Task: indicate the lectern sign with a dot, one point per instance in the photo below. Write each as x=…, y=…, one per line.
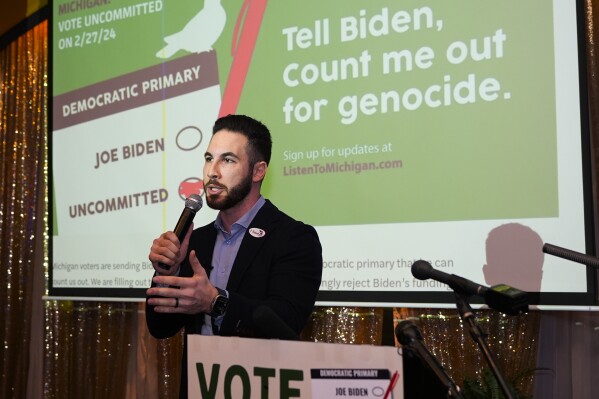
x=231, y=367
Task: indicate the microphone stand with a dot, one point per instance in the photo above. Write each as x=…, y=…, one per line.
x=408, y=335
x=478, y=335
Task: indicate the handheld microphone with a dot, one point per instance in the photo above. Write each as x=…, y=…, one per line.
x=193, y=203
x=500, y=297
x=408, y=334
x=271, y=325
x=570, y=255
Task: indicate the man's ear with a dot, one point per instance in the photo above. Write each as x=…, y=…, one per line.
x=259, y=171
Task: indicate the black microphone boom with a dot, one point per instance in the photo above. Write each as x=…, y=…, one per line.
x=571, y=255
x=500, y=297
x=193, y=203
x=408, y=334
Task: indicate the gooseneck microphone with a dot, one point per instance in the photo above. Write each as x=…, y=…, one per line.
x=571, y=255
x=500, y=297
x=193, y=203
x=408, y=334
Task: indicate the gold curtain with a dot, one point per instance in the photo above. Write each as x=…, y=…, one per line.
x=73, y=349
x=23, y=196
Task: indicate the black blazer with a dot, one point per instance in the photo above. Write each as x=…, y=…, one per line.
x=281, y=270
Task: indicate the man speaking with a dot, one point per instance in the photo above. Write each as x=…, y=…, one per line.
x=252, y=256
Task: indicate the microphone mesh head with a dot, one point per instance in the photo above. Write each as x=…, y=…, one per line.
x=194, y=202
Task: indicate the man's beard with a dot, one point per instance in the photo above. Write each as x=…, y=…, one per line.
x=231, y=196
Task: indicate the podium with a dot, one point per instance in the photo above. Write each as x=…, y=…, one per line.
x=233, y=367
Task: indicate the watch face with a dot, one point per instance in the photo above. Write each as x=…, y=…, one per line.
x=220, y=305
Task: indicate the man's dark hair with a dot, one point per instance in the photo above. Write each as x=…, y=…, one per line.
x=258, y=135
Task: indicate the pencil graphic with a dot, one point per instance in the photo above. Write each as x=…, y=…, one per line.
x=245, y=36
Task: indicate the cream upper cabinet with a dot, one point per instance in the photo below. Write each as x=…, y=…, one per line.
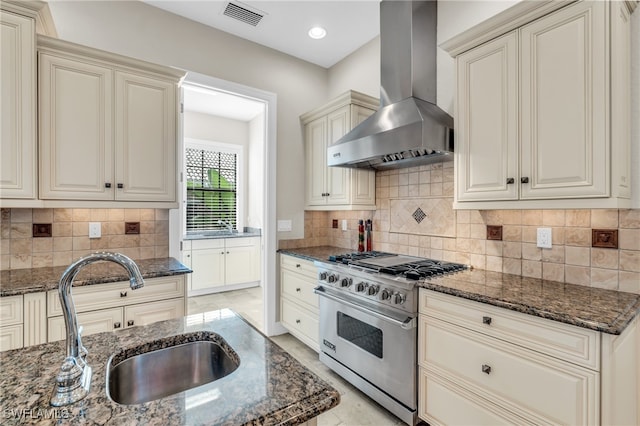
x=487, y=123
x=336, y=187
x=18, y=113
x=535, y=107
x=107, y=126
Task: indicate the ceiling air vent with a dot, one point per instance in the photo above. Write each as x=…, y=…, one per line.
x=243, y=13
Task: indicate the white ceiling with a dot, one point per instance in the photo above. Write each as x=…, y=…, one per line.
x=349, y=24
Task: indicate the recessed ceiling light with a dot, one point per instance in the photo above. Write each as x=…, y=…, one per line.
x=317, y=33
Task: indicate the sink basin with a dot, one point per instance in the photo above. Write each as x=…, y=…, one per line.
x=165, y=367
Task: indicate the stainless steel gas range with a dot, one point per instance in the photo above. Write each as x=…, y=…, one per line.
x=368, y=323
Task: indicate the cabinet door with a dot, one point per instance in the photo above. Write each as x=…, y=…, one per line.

==========

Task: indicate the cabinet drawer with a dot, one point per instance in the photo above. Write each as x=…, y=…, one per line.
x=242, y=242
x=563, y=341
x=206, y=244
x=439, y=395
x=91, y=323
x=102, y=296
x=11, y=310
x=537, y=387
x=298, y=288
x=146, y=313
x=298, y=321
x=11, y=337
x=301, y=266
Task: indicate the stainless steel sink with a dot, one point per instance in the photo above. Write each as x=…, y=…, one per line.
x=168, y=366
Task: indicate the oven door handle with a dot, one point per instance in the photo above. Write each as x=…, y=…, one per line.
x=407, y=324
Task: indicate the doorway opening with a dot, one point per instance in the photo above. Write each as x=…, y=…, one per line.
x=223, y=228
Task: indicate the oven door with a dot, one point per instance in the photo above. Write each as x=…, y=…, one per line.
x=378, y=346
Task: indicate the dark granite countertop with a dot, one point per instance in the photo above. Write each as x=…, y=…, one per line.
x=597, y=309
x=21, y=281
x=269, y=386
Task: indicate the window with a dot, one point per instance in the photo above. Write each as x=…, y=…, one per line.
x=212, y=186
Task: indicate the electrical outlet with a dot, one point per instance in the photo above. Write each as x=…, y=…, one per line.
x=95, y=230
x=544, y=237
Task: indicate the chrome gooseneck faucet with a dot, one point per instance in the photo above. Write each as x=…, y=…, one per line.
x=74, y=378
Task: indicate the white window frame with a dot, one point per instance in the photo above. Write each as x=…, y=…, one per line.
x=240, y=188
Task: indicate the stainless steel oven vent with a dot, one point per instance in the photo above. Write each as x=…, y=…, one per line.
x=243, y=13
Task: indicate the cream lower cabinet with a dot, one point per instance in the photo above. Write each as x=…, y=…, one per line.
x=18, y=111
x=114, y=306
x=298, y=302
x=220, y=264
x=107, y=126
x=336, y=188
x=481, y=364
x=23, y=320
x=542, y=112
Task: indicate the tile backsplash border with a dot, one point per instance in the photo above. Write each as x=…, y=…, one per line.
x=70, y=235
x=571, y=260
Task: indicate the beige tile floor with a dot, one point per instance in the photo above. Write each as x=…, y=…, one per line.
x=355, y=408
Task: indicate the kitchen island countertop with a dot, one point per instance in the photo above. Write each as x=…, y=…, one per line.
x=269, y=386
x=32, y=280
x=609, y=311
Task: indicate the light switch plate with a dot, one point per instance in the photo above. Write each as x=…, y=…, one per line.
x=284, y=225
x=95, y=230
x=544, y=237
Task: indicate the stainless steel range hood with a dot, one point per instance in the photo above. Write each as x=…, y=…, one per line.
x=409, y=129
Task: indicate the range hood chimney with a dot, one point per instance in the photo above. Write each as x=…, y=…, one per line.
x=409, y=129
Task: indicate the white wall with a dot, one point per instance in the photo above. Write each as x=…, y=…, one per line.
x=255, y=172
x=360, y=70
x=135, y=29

==========

Copy the records starting at the line containing "Task: indicate the dark" and ending with the line containing "x=240, y=188", substituting "marble" for "granite" and leaving everything else the same.

Task: indicate the dark marble countertop with a dot, one point per instance in the photo above. Write each as x=…, y=…, one per line.
x=597, y=309
x=21, y=281
x=269, y=386
Task: indicate the window with a dot, one point per instance in the photo above. Write each as x=…, y=…, one per line.
x=212, y=186
Task: indicate the electrical outlet with a dot, one point per instance in the photo above. Write each as x=…, y=…, one per line.
x=95, y=230
x=544, y=237
Task: indicate the chrome gooseneck faucet with a dot, one point per instance in the photo above. Write each as x=…, y=…, one per line.
x=74, y=378
Task: indicate the white window frame with a dot, one point per instance in the photo above. Write each as x=…, y=…, one per line.
x=240, y=188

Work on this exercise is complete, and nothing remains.